Data for review Block Start

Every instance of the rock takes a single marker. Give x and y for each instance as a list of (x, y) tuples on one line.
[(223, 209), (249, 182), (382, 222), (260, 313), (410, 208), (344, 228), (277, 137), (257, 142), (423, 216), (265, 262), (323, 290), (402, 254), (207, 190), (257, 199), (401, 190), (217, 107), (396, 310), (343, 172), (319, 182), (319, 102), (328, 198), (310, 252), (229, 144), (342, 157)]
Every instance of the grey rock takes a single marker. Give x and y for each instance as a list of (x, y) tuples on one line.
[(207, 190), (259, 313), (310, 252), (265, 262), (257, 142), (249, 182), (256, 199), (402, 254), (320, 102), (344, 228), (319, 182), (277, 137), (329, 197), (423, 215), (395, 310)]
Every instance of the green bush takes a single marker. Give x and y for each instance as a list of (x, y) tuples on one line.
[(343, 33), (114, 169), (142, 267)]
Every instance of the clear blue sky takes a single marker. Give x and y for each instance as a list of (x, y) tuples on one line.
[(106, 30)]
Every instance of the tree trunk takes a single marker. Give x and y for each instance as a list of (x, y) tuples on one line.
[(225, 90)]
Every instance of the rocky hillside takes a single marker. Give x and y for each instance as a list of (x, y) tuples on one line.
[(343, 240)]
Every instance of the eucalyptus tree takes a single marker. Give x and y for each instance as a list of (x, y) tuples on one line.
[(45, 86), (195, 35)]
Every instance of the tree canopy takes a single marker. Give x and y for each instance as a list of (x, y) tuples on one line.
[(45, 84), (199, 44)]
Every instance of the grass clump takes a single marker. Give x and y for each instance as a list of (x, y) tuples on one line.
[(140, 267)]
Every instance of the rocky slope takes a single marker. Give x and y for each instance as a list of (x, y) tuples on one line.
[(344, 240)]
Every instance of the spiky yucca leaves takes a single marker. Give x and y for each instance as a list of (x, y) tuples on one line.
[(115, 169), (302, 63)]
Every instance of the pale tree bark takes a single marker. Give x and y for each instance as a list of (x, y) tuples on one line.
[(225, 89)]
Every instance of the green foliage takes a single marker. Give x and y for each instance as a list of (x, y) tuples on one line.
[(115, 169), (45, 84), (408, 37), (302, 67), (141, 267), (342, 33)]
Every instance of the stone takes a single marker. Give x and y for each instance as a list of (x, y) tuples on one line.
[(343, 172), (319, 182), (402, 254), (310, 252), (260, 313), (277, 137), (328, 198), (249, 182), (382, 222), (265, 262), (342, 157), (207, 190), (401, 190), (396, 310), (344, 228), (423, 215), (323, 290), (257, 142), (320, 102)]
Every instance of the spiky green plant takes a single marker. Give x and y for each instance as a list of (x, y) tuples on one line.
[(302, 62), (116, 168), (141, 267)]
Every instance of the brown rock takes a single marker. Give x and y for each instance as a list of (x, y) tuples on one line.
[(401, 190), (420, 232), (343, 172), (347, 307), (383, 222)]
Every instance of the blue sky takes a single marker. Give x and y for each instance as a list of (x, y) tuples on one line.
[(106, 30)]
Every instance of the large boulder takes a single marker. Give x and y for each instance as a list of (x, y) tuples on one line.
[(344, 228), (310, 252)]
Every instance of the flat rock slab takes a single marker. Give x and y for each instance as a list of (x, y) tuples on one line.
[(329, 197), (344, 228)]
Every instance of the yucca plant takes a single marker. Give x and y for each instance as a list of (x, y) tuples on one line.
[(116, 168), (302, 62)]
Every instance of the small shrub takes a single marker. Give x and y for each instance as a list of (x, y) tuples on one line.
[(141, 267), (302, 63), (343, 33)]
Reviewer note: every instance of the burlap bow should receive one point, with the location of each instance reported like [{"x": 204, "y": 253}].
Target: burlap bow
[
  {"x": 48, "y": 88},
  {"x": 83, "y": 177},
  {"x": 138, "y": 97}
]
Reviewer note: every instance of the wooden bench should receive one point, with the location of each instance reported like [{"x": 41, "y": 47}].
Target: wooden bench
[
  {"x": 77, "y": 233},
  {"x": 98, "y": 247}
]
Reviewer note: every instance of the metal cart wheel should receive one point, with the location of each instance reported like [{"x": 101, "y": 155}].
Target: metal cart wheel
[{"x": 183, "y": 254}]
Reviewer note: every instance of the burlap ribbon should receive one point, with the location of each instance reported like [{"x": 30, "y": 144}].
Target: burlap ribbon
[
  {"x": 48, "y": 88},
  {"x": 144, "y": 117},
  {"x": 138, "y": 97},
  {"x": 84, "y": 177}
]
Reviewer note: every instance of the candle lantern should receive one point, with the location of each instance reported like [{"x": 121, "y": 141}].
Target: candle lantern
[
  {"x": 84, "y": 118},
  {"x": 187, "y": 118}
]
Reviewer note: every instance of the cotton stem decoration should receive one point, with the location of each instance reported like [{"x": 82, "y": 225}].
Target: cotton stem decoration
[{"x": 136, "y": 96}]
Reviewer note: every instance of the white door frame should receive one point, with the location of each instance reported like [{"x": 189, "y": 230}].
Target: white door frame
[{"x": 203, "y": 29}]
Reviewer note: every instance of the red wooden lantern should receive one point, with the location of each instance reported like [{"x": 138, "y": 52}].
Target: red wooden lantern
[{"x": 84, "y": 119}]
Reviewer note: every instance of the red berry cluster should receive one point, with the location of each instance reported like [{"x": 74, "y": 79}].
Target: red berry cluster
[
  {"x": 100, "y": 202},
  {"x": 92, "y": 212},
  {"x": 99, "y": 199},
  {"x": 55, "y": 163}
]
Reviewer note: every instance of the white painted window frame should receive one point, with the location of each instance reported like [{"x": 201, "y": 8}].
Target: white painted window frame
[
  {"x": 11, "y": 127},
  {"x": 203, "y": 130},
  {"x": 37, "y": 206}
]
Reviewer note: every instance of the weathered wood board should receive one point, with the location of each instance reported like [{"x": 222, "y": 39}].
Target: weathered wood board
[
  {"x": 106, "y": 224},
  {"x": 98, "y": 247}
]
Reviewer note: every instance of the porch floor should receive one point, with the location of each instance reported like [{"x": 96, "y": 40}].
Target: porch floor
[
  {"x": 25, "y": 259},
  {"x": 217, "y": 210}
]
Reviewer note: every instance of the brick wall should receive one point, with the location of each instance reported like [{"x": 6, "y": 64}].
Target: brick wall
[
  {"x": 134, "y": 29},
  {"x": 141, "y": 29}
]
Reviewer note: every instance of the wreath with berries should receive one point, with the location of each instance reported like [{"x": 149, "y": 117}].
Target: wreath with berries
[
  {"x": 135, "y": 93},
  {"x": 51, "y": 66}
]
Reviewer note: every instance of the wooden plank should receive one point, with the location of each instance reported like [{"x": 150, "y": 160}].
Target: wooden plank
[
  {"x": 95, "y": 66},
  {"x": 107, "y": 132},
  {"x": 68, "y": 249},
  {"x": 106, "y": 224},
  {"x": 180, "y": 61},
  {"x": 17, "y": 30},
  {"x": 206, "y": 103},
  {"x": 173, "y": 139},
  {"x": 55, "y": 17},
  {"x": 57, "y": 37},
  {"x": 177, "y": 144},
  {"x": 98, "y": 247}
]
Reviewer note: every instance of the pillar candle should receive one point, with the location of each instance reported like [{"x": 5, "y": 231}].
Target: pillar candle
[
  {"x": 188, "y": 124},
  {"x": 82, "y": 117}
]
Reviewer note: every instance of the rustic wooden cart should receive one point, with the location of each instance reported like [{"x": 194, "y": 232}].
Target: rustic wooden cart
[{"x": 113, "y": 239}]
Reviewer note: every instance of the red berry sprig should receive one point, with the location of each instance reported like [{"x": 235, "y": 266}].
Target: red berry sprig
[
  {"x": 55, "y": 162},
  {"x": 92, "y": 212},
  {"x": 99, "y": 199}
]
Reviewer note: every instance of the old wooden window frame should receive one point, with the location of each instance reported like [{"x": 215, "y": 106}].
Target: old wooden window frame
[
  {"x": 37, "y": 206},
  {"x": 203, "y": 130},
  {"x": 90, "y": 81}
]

Data for review Block End

Instructions for the task: Reproduce verbatim the lines above, from the line with "Target: wreath with berries" through the line with "Reviewer note: every instance of the wooden plank".

Response to this task:
Target: wreath with berries
[
  {"x": 135, "y": 93},
  {"x": 51, "y": 66}
]
Reviewer note: every instance of the wooden plank should receive one point, with the location of each instance reported like [{"x": 150, "y": 160}].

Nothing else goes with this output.